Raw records
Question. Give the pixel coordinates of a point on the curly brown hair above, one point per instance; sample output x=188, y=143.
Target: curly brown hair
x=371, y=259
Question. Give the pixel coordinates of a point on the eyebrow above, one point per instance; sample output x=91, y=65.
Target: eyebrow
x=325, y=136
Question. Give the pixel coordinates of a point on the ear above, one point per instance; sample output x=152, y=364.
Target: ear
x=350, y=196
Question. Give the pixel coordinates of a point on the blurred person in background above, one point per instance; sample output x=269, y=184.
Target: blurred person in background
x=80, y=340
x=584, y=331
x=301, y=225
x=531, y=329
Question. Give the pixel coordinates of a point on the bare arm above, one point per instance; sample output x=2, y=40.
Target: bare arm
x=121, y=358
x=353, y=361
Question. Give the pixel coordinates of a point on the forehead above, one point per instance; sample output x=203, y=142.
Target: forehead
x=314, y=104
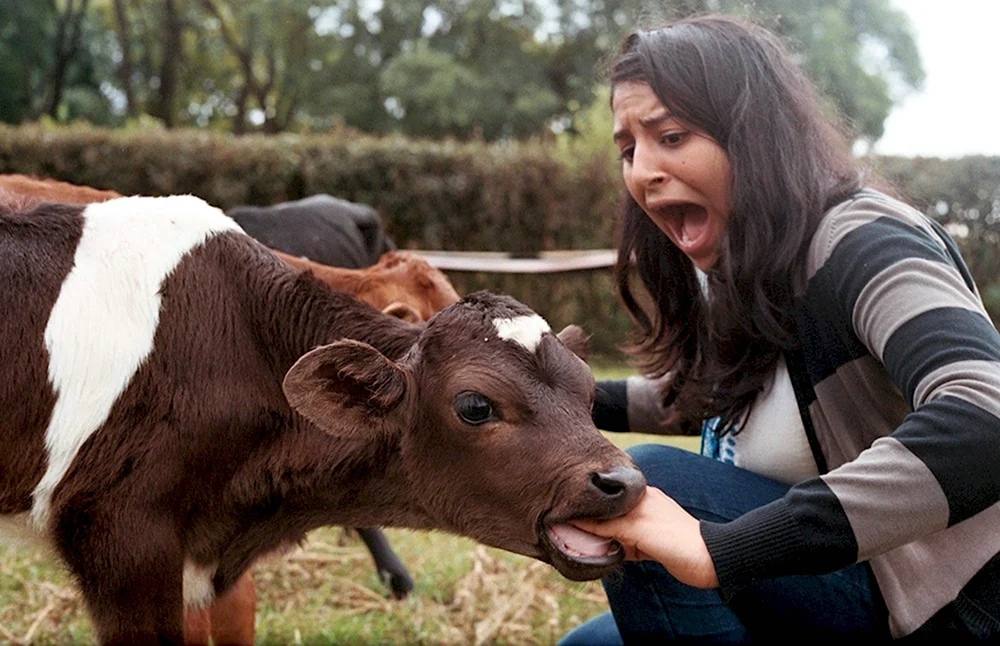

**What this task involves**
Tally the lines in the records above that contain the string "person", and give only that number.

**Result**
2